- _DIRECTIVE A_
What consequences does the comment on Android tiling list in its bullet points, below?
- _DIRECTIVE B_
Could you carry on the comment on Android tiling, below, picking up after its final line?

:: TEXT SECTION

With the greatest of respect, you really didn't make that point clear at all.

You kept talking about Google and Android but never once mentioned any of Google's apps, so the context of your complaint seemed to be about Android itself rather than Google's apps on Android.

In all honesty, I probably wouldn't have argued with you had I realised this ;)

Some OS level solution like tiling can improve things for many apps without developers spending their time on it,

I know I'm nitpicking here, but that might actually cause more work for developers as they'd have to rewrite any code that didn't expect app sizes to change mid-execution (ie at the moment you can expect screen size to be static. but now they'd have to write the app so that it dynamically changes the layout while the app is running).

Also, in the SDK itself, I'd have expected the tile size functions to be different to the screen size functions, so there might potentially be a huge can of worms in implementing such a 'minor' feature:
* apps wanting to support tiling properly would have to be compiled to support the new tile-size APIs
* those APIs will only be available in the latest SDKs
* thus apps would have to be compiled against the latest version of Android
* and thus all of the older devices running older versions of Android are now incompatible.

::::
:: DATASET ENTRIES

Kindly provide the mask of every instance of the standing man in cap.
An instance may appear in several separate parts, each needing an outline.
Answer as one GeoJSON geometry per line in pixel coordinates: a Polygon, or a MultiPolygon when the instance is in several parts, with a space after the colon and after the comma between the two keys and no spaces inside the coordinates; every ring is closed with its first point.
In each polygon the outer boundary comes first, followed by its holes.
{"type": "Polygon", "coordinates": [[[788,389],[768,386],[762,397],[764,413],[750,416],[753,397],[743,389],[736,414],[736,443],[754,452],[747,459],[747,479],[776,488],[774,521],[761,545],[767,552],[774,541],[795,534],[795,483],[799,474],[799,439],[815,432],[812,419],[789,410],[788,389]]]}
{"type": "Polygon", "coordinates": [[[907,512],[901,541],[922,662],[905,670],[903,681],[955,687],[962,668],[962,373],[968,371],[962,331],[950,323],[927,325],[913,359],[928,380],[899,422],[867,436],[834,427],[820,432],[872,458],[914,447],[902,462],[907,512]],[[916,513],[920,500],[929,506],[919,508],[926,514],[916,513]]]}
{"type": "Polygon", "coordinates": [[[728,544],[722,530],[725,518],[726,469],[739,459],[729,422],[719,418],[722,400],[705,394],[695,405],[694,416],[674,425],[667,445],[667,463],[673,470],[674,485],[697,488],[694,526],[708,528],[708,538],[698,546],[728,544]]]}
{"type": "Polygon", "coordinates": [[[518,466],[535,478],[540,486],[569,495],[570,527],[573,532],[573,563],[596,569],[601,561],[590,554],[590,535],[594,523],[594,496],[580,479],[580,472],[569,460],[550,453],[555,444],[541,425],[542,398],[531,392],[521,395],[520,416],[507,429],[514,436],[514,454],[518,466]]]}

::::

- _TASK ANSWER A_
- Apps wanting to support tiling properly would have to be compiled to support the new tile-size APIs.
- Those APIs will only be available in the latest SDKs.
- Apps would therefore have to be compiled against the latest version of Android.
- All of the older devices running older versions of Android would then be incompatible.

- _TASK ANSWER B_
Obviously there's a cleaner way to go about this and I'm interested in how Samsung have worked around this issue. But now that I think about the technical complications a bit more, it may not be as simple for developers as it originally seems.

(though I'm not trying to argue that this is a reason for such features not to be implemented!)

I'm saying their goal is right, and the implementation will improve. In pretty much every category Samsung starts with crappy products and works their way up to being among the best for the money.

I think that is more a matter of opinion. I don't think Samsung phones are the best for the money and while I'll agree that TouchWiz has slowly (and I mean at a snails pace) improved with time, I think it's still a massive devolution of the quality in vanilla Android.